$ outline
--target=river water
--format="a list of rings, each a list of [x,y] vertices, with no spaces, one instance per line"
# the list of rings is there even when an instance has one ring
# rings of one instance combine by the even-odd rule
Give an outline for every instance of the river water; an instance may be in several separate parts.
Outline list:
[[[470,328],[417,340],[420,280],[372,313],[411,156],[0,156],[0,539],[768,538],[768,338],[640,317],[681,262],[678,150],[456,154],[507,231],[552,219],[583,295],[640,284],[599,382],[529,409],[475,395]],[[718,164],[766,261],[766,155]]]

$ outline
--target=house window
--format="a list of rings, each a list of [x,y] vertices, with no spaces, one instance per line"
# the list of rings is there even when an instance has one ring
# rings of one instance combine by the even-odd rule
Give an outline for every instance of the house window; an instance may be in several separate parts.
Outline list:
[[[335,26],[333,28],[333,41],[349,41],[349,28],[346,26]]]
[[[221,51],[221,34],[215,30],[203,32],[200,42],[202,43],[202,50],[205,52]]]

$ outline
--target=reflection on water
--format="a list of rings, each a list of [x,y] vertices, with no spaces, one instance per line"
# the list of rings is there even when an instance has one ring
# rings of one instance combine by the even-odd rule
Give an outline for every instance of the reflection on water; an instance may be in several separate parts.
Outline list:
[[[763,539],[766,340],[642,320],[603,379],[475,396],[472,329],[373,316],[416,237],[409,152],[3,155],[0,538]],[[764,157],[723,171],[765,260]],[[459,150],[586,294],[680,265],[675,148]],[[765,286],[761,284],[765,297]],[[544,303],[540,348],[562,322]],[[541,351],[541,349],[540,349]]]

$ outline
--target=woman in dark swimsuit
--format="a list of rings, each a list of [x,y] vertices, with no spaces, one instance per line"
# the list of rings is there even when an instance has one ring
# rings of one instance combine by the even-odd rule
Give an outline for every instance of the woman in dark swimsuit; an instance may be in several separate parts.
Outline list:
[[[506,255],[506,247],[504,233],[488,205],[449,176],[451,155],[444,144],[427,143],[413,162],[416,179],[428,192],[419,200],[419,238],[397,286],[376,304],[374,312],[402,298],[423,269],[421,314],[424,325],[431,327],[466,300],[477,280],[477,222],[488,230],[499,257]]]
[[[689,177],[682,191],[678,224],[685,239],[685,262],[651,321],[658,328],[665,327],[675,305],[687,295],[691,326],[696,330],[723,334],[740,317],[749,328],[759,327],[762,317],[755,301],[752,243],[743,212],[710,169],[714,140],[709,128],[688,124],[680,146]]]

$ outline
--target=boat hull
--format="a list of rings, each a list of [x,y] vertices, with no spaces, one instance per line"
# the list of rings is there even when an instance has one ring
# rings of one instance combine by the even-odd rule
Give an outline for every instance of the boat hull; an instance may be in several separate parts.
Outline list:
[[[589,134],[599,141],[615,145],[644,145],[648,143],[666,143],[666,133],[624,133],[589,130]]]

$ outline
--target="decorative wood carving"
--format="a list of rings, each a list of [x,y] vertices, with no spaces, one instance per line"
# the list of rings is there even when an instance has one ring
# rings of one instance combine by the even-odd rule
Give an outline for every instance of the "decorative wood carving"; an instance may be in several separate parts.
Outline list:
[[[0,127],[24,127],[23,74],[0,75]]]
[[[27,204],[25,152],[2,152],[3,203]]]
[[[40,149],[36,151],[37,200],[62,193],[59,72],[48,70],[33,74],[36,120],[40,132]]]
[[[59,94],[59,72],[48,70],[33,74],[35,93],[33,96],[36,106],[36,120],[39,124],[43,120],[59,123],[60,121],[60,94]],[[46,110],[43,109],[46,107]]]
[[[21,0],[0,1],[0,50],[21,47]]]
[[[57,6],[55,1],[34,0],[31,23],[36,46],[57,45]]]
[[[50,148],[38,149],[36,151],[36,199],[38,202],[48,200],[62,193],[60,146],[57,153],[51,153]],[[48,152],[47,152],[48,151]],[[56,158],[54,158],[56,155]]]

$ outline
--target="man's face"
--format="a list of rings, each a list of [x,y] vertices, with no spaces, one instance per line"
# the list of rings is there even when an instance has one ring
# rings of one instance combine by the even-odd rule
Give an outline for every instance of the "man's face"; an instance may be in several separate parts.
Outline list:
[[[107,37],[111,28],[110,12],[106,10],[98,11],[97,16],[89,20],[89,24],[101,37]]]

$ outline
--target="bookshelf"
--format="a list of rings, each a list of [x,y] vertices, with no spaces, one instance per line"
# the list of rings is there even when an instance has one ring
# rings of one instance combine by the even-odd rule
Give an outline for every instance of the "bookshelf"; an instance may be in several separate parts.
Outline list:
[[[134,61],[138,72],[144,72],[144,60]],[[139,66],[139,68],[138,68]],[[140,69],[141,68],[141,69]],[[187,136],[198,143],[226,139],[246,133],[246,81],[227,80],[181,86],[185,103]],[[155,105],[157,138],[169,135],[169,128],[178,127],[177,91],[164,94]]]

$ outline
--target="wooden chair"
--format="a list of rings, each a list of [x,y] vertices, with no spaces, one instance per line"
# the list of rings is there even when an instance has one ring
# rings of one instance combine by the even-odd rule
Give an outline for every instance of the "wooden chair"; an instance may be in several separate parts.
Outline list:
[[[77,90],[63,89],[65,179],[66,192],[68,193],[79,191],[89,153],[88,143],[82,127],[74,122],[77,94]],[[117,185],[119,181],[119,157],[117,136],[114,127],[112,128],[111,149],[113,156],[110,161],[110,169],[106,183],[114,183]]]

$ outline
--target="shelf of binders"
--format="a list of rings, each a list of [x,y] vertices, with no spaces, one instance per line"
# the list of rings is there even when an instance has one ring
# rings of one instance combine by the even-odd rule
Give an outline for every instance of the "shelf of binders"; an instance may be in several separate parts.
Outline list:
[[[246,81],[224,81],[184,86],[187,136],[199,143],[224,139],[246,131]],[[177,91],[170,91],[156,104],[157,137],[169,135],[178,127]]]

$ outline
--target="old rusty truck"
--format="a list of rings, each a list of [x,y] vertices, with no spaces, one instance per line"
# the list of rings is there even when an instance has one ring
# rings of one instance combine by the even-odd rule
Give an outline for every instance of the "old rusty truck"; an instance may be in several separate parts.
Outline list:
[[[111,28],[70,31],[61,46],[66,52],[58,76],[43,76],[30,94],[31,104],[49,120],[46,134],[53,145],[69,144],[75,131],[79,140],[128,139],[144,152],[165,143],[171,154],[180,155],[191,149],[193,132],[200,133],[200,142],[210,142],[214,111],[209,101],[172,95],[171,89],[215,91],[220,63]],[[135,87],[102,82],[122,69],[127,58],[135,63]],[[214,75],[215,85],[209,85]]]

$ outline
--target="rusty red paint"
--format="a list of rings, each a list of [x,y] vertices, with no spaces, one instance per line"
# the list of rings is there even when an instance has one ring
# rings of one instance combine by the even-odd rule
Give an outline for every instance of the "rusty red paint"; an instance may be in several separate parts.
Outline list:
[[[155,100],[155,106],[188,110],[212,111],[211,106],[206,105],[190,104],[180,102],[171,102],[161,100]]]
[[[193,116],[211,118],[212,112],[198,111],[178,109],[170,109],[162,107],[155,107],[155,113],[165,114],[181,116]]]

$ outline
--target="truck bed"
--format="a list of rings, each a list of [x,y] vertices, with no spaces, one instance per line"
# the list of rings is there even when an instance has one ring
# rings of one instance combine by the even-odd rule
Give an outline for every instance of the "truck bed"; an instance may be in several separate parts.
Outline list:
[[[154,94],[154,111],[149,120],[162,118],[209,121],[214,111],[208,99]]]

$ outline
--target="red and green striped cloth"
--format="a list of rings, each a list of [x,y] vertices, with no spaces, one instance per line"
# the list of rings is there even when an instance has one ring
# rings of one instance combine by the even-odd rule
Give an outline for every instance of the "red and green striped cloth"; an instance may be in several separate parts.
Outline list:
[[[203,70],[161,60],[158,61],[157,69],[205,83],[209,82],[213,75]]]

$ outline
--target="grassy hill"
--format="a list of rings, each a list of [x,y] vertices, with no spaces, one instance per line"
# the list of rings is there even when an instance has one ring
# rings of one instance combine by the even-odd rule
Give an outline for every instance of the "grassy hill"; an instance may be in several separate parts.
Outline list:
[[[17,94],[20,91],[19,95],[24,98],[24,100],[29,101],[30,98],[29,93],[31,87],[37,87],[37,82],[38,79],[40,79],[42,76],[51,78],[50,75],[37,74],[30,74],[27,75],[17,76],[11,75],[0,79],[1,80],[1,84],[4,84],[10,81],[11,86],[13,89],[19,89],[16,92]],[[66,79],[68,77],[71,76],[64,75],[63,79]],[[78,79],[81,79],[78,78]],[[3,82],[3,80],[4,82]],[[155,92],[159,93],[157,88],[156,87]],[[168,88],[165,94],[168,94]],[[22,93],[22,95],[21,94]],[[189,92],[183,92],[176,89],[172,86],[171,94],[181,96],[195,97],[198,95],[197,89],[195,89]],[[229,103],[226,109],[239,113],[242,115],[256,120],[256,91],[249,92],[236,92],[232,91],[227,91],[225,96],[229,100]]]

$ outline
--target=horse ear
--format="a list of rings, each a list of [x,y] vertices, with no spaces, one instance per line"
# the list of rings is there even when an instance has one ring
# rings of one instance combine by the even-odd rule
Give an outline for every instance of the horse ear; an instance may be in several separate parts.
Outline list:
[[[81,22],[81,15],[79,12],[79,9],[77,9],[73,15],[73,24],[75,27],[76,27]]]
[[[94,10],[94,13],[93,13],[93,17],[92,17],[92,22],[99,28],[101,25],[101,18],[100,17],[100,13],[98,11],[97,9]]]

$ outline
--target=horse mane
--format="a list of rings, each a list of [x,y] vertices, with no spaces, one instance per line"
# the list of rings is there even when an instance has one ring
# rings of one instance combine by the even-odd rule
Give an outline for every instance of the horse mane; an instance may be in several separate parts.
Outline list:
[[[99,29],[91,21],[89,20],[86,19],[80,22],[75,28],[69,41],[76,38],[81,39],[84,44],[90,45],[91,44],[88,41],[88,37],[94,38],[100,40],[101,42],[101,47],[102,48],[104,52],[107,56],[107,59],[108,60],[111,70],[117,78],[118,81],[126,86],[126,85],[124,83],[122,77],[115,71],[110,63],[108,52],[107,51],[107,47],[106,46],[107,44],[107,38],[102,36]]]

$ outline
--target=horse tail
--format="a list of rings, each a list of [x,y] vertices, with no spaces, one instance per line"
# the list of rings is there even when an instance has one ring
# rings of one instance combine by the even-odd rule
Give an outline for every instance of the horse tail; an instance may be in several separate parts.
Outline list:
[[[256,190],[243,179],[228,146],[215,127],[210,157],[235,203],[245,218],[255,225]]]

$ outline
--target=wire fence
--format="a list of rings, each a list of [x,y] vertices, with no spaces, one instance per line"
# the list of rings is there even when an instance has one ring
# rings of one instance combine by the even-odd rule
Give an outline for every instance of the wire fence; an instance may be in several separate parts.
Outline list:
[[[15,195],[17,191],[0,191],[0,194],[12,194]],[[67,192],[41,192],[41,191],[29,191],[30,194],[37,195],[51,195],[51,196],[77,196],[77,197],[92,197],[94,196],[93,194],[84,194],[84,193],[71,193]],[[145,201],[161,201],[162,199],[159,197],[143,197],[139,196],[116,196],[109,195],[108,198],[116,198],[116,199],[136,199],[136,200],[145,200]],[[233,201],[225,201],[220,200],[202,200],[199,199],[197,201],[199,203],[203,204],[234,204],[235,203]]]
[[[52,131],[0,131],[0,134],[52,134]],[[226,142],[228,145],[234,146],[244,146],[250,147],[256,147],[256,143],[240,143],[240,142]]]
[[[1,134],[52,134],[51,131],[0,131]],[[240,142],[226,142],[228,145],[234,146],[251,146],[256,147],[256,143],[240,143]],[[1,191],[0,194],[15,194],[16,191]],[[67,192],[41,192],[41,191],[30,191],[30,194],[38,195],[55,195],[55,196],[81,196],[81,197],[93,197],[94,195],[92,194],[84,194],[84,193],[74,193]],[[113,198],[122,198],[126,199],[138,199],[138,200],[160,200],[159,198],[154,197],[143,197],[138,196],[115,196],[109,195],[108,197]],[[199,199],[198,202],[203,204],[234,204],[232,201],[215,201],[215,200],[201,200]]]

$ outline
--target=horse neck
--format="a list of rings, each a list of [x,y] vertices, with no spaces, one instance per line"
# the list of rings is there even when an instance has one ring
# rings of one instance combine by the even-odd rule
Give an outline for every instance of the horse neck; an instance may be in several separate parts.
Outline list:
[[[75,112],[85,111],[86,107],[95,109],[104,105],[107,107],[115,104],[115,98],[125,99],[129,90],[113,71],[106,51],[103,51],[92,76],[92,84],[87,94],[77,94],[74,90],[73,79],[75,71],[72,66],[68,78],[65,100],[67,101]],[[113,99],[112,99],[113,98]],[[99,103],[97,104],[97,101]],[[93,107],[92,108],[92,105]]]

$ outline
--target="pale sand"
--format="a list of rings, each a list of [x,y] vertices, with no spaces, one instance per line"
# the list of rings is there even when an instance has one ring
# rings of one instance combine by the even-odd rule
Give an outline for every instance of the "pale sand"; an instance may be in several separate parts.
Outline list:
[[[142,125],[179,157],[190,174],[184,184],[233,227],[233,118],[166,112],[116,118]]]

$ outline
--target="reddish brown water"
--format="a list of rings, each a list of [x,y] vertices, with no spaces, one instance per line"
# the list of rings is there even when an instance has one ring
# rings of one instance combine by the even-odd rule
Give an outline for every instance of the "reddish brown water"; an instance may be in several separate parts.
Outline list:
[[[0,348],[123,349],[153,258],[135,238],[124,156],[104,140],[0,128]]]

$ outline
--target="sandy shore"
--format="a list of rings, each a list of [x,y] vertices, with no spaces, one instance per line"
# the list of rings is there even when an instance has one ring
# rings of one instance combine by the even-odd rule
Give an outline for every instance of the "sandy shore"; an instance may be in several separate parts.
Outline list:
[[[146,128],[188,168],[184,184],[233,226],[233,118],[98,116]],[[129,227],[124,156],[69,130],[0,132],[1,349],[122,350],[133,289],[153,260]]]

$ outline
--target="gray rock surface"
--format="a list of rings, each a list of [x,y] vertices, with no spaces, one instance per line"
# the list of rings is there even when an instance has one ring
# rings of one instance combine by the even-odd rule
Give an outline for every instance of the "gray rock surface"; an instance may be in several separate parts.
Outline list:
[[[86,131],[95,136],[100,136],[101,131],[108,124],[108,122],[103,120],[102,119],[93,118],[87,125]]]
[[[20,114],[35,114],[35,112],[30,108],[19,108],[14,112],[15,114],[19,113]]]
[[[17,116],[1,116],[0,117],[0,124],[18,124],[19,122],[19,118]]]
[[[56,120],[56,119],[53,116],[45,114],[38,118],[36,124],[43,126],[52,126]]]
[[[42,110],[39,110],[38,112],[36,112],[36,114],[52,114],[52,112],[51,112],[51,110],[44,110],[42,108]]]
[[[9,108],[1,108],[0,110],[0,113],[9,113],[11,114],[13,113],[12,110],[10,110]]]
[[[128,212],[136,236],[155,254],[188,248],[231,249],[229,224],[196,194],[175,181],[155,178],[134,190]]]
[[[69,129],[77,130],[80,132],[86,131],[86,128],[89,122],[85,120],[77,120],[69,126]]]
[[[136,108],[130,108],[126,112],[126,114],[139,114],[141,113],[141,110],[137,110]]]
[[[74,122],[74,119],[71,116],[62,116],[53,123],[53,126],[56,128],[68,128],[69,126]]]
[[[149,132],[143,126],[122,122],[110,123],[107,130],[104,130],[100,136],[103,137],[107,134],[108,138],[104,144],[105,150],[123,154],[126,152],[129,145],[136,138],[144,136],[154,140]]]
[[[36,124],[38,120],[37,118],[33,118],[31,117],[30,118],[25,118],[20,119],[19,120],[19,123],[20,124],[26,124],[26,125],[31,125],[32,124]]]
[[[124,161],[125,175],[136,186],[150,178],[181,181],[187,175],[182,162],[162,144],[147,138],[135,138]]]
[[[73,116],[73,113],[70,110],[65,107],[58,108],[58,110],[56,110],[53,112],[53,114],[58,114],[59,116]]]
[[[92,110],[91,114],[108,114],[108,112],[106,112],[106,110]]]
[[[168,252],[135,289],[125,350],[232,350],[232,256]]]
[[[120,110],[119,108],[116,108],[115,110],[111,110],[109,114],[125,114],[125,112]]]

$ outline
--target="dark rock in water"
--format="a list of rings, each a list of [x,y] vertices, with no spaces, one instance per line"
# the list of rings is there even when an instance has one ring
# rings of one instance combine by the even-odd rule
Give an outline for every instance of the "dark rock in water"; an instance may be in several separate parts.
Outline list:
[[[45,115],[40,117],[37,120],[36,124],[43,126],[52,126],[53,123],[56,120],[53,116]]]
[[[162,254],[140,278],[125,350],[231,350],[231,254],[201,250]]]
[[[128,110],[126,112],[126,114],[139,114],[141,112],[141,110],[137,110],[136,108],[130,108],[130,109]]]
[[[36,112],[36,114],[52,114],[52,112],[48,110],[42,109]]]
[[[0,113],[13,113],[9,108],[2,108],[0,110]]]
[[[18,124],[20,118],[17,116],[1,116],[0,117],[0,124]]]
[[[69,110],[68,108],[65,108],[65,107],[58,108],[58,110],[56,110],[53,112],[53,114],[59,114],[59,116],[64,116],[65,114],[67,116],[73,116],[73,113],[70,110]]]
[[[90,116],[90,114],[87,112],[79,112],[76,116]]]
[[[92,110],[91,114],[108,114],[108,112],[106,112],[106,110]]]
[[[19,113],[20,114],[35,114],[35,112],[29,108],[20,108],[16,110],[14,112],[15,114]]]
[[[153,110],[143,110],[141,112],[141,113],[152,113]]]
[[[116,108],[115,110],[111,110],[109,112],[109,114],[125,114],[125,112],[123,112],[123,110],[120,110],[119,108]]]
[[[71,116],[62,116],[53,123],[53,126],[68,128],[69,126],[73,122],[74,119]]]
++++++++++
▶ **AIM OF THE TASK**
Copy each line of the records that contains the string "horse", matching upper and lower case exactly.

▶ **SOLUTION TO THIS EXERCISE**
--target=horse ear
Give an outline for every instance of the horse ear; an instance may be in several separate parts.
--target=horse mane
Give an outline for every instance of the horse mane; an instance may be in several separate parts.
--target=horse tail
Give an outline for every instance of the horse tail; an instance may be in several separate parts.
--target=horse neck
Give an outline for every instance of the horse neck; an instance may be in several separate parts.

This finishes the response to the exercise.